> _Text provided_:
— BEGIN —

For example, this SystemTap script can be used to show the call/return
hierarchy of a Python script:

   probe process("python").mark("function__entry") {
        filename = user_string($arg1);
        funcname = user_string($arg2);
        lineno = $arg3;

        printf("%s => %s in %s:%d\\n",
               thread_indent(1), funcname, filename, lineno);
   }

   probe process("python").mark("function__return") {
       filename = user_string($arg1);
       funcname = user_string($arg2);
       lineno = $arg3;

       printf("%s <= %s in %s:%d\\n",
              thread_indent(-1), funcname, filename, lineno);
   }

It can be invoked like this:

   $ stap \
     show-call-hierarchy.stp \
     -c "./python test.py"

The output looks like this:

   11408 python(8274):        => __contains__ in Lib/_abcoll.py:362
   11414 python(8274):         => __getitem__ in Lib/os.py:425
   11418 python(8274):          => encode in Lib/os.py:490
   11424 python(8274):          <= encode in Lib/os.py:493
   11428 python(8274):         <= __getitem__ in Lib/os.py:426
   11433 python(8274):        <= __contains__ in Lib/_abcoll.py:366

where the columns are:

* time in microseconds since start of script

* name of executable

* PID of process

and the remainder indicates the call/return hierarchy as the script
executes.

For a "--enable-shared" build of CPython, the markers are contained
within the libpython shared library, and the probe’s dotted path needs
to reflect this. For example, this line from the above example:

   probe process("python").mark("function__entry") {

should instead read:

   probe process("python").library("libpython3.6dm.so.1.0").mark("function__entry") {

(assuming a debug build of CPython 3.6)

— END —

> _Information given_:
— BEGIN —

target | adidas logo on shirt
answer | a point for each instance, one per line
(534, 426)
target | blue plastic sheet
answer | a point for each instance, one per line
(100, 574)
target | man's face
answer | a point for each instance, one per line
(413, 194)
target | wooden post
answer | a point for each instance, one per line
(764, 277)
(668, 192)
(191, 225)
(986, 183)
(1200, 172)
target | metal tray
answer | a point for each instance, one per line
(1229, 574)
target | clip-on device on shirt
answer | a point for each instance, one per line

— END —
— BEGIN —

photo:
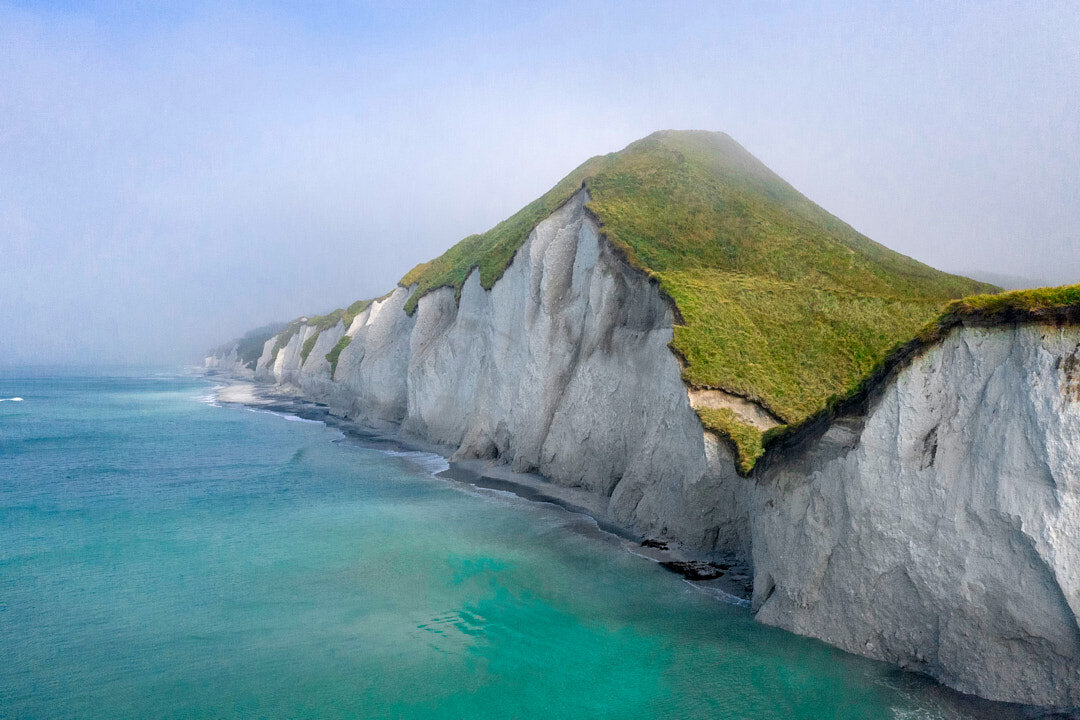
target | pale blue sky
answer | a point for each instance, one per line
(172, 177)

— END —
— BEGIN —

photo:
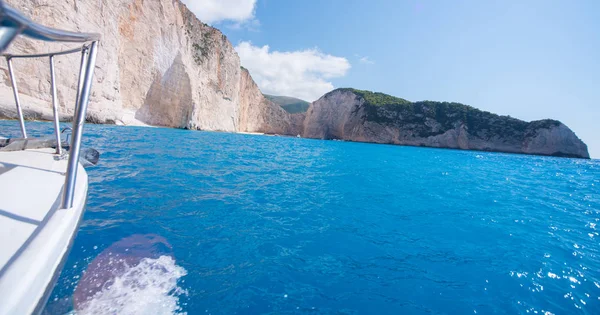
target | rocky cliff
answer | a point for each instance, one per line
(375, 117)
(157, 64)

— END —

> _What you have to do_:
Carry on the text about tracing Python with SystemTap, starting right after its final line.

> _Answer to this exercise_:
Available static markers
========================

function__entry(str filename, str funcname, int lineno)

   This marker indicates that execution of a Python function has
   begun. It is only triggered for pure-Python (bytecode) functions.

   The filename, function name, and line number are provided back to
   the tracing script as positional arguments, which must be accessed
   using "$arg1", "$arg2", "$arg3":

      * "$arg1" : "(const char *)" filename, accessible using
        "user_string($arg1)"

      * "$arg2" : "(const char *)" function name, accessible using
        "user_string($arg2)"

      * "$arg3" : "int" line number

function__return(str filename, str funcname, int lineno)

   This marker is the converse of "function__entry()", and indicates
   that execution of a Python function has ended (either via "return",
   or via an exception).  It is only triggered for pure-Python
   (bytecode) functions.

   The arguments are the same as for "function__entry()"

line(str filename, str funcname, int lineno)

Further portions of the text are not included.